## start Passage provided
- Birth name: Chelsea Jade Metcalf
- Born: 11 May 1989 (age 36) Cape Town, South Africa
- Origin: Auckland, New Zealand
- Genres: Pop; indie pop;
- Occupations: Singer; songwriter;
- Website: chelseajade.co

= Chelsea Jade =

South African-born New Zealand musician

Chelsea Jade Metcalf (born 11 May 1989) is a South African-born New Zealand singer-songwriter and record producer based in Los Angeles. Vice has described her as New Zealand's "Accidental Dream Pop Hero". In 2017, she was nominated for New Zealand’s Silver Scroll Award for song of the year for her song "Life of the Party." As a songwriter, Jade has written with numerous artists including The Chainsmokers, Cxloe, Jai Wolf, and Attlas.

== Career ==
Chelsea Jade was born in Cape Town, South Africa. Her family relocated to Auckland, New Zealand when she was five years old. In high school, she formed the folk trio Teacups with schoolmates Elizabeth Stokes (The Beths) and Talita Setyady. The band opened shows for Cat Power, Kimya Dawson, and José González.

Jade’s first solo project, Watercolours, won her the New Zealand Music Award’s Critic Choice prize in 2012. In 2014, she released her second EP, Beacons, her first release as Chelsea Jade. That year she participated in the Red Bull Music Academy in Tokyo, Japan.

In 2015 she relocated to Los Angeles to pursue her own artist career as well as writing songs for others.

Jade was a recipient of a 2017 APRA professional development award, presented every two years to three New Zealand songwriters and composers who demonstrate outstanding potential in their field.

Her first full-length album Personal Best was released on 20 July 2018. It includes collaborations with New Zealand producers Leroy Clampitt (Big Taste), Sam McCarthy (BoyBoy), Justin Pilbrow, and American producer Brad Hale (of Now, Now).

She has opened for Lorde, who is a friend of hers. In August 2021, Jade appeared in Lorde's "Mood Ring" music video.

On 15 April 2020, she released the single "Superfan" and its accompanying music video.

In April 2022, her sophomore album “Soft Spot” was released via Carpark Records. Rose Matafeo featured in the video for “Best Behaviour”, the second single from Soft Spot.

Jade won the Tui award for “Best Album Artwork” in November 2022.
## end Passage provided
## start Recorded data
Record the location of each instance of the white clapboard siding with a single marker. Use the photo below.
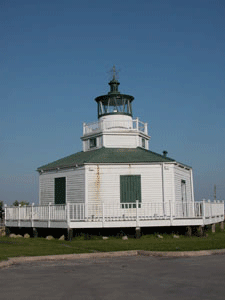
(75, 186)
(182, 174)
(104, 182)
(168, 178)
(120, 140)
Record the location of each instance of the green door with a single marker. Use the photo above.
(60, 190)
(130, 189)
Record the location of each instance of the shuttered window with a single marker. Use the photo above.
(60, 190)
(130, 189)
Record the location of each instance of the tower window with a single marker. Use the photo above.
(93, 142)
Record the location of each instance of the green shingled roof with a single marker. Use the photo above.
(107, 155)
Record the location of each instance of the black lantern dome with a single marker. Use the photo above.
(114, 103)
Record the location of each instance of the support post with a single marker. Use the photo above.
(137, 214)
(171, 212)
(103, 215)
(203, 211)
(7, 231)
(138, 233)
(5, 213)
(69, 234)
(189, 230)
(137, 124)
(68, 214)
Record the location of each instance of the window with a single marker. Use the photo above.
(130, 190)
(184, 198)
(183, 191)
(93, 142)
(60, 190)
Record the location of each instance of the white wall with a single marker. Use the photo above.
(103, 182)
(182, 174)
(75, 186)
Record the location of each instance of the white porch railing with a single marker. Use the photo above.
(116, 212)
(135, 124)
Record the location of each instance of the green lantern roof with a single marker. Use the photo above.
(107, 156)
(114, 102)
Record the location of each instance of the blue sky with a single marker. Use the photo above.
(55, 57)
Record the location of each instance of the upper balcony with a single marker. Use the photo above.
(115, 125)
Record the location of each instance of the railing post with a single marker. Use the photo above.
(171, 212)
(67, 214)
(103, 214)
(203, 211)
(5, 213)
(32, 215)
(19, 215)
(146, 128)
(137, 214)
(49, 214)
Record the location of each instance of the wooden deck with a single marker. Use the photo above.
(112, 216)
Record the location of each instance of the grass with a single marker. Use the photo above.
(14, 247)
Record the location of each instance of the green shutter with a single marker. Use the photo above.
(60, 190)
(130, 188)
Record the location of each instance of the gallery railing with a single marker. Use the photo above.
(115, 212)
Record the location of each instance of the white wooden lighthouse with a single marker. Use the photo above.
(115, 181)
(116, 166)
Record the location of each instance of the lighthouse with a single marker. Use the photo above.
(115, 127)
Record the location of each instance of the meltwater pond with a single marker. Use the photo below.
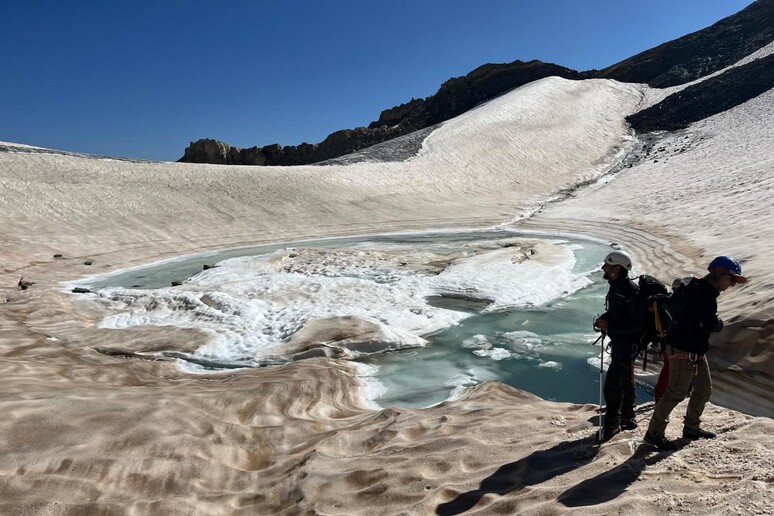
(425, 314)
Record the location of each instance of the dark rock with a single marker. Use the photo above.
(455, 96)
(676, 62)
(700, 53)
(24, 285)
(707, 98)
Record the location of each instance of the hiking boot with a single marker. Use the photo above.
(628, 424)
(608, 432)
(660, 442)
(698, 434)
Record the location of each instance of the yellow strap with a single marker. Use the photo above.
(659, 327)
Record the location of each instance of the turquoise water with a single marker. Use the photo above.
(545, 350)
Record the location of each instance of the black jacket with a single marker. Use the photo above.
(698, 317)
(624, 312)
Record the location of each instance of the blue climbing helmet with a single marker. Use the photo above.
(730, 264)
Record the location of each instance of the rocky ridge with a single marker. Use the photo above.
(673, 63)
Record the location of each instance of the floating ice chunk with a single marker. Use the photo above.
(494, 353)
(524, 341)
(476, 342)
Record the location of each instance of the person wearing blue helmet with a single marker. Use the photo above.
(687, 344)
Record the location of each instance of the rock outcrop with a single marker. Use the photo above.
(676, 62)
(707, 98)
(700, 53)
(453, 98)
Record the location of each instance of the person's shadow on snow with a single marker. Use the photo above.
(611, 484)
(533, 469)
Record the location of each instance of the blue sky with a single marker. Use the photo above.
(142, 79)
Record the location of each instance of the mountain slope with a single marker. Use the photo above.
(673, 63)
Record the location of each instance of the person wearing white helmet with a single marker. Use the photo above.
(687, 345)
(624, 322)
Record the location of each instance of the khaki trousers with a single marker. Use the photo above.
(681, 376)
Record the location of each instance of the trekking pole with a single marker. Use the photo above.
(601, 372)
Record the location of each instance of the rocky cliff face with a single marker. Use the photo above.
(676, 62)
(453, 98)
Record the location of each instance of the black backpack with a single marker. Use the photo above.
(662, 311)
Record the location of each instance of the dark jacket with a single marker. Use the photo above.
(624, 312)
(698, 317)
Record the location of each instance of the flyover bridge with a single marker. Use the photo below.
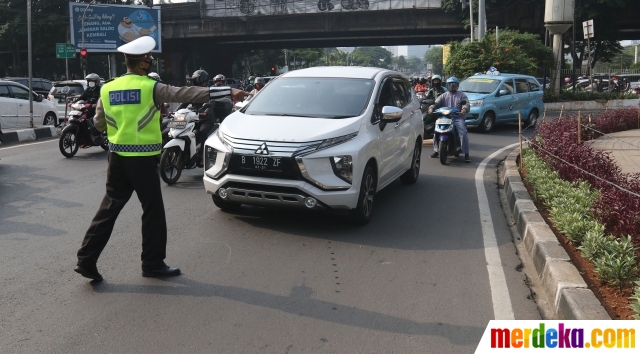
(211, 33)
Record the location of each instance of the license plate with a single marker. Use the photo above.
(261, 163)
(177, 124)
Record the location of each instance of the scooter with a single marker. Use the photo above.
(427, 118)
(446, 134)
(182, 151)
(77, 134)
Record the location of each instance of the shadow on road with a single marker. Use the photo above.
(300, 302)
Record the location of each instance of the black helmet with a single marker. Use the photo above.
(200, 78)
(219, 78)
(93, 77)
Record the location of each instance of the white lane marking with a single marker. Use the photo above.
(21, 145)
(502, 309)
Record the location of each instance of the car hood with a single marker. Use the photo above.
(476, 96)
(293, 129)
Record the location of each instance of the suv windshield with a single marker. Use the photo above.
(479, 85)
(312, 97)
(74, 89)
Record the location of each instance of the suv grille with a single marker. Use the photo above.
(276, 148)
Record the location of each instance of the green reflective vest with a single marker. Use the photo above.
(133, 121)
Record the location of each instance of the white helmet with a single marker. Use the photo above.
(154, 76)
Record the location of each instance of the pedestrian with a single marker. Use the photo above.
(127, 110)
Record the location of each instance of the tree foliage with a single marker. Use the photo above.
(433, 56)
(515, 53)
(604, 46)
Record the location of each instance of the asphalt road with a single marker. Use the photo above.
(414, 280)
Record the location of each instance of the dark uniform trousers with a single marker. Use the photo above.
(125, 175)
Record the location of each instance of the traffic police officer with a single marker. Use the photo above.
(127, 110)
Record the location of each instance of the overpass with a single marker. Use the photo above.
(216, 31)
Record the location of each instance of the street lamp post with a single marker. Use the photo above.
(83, 17)
(30, 59)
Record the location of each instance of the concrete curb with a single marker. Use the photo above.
(567, 292)
(26, 135)
(591, 105)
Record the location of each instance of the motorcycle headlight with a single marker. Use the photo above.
(210, 157)
(342, 167)
(179, 117)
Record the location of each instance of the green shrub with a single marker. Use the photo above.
(615, 269)
(635, 301)
(593, 243)
(566, 95)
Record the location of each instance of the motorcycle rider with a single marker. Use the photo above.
(452, 98)
(421, 86)
(91, 95)
(259, 84)
(436, 88)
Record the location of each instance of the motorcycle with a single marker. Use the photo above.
(183, 150)
(427, 118)
(78, 133)
(446, 134)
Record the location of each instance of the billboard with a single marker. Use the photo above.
(238, 8)
(106, 27)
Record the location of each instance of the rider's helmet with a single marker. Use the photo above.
(436, 77)
(200, 78)
(453, 84)
(154, 76)
(93, 80)
(219, 80)
(259, 83)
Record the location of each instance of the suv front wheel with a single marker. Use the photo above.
(362, 213)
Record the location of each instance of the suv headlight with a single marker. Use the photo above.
(342, 167)
(210, 157)
(335, 141)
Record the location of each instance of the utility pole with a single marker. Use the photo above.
(30, 59)
(482, 21)
(83, 17)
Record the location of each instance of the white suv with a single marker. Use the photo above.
(321, 137)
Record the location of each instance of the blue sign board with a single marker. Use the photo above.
(106, 27)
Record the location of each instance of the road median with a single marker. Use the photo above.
(19, 136)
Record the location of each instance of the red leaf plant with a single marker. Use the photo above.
(618, 210)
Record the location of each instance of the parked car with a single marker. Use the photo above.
(325, 137)
(40, 86)
(547, 82)
(14, 107)
(498, 99)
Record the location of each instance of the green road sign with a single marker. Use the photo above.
(65, 51)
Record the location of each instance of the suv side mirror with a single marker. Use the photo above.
(391, 114)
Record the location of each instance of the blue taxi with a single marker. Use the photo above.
(499, 98)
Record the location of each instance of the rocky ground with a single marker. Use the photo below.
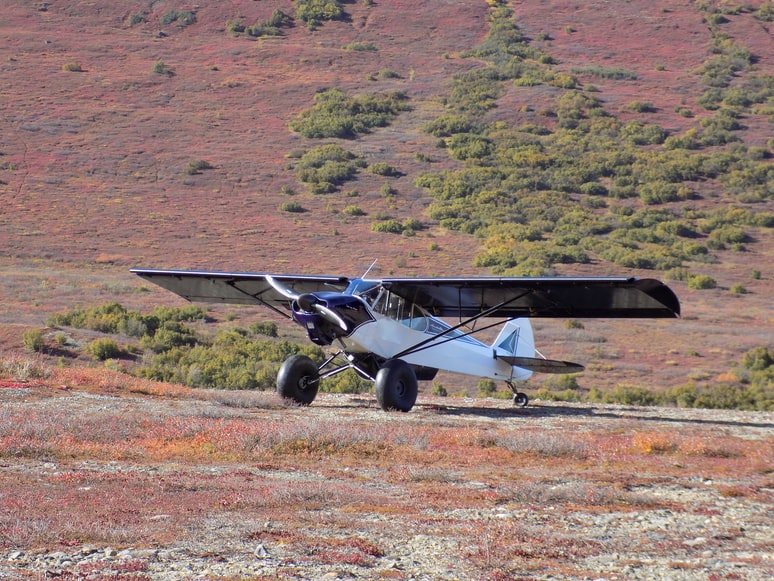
(97, 485)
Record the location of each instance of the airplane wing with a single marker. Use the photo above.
(566, 297)
(238, 287)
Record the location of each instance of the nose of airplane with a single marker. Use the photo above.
(307, 302)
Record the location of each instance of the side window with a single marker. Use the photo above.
(418, 319)
(396, 306)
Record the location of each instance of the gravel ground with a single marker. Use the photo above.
(682, 525)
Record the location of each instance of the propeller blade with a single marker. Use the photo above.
(331, 316)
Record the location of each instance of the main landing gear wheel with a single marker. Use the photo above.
(520, 399)
(298, 379)
(396, 386)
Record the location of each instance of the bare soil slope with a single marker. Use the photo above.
(109, 477)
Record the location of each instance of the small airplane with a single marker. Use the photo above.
(390, 330)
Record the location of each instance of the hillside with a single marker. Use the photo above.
(159, 482)
(109, 110)
(470, 138)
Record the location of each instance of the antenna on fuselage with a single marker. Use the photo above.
(365, 274)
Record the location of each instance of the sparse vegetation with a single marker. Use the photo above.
(33, 340)
(336, 114)
(197, 166)
(179, 17)
(314, 12)
(327, 167)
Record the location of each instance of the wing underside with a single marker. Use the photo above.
(238, 288)
(565, 297)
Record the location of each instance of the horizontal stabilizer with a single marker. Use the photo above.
(542, 365)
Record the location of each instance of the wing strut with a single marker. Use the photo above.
(256, 296)
(422, 345)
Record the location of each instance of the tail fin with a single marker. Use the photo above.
(515, 339)
(516, 345)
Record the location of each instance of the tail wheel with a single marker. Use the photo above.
(520, 399)
(396, 386)
(298, 380)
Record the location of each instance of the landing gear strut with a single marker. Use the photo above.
(298, 380)
(519, 399)
(396, 386)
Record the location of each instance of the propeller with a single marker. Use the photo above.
(309, 302)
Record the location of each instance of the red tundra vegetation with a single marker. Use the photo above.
(238, 484)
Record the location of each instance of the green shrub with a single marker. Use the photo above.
(103, 348)
(360, 46)
(292, 207)
(197, 167)
(181, 17)
(389, 226)
(336, 114)
(701, 282)
(33, 340)
(326, 167)
(614, 73)
(314, 12)
(267, 328)
(353, 210)
(641, 107)
(383, 169)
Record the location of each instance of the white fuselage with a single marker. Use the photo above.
(388, 337)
## end Recorded data
Given exercise A -
From the Chelsea Jade biography, reproduce the text from "Jade was a recipient" to "(of Now, Now).".
Given exercise B -
Could you put this sentence from the Chelsea Jade biography into Spanish: "Her family relocated to Auckland, New Zealand when she was five years old."
Given exercise C -
According to the Chelsea Jade biography, which label released the album "Soft Spot"?

Finished answer A -
Jade was a recipient of a 2017 APRA professional development award, presented every two years to three New Zealand songwriters and composers who demonstrate outstanding potential in their field.

Her first full-length album Personal Best was released on 20 July 2018. It includes collaborations with New Zealand producers Leroy Clampitt (Big Taste), Sam McCarthy (BoyBoy), Justin Pilbrow, and American producer Brad Hale (of Now, Now).

Finished answer B -
Su familia se mudó a Auckland, Nueva Zelanda, cuando ella tenía cinco años.

Finished answer C -
Carpark Records.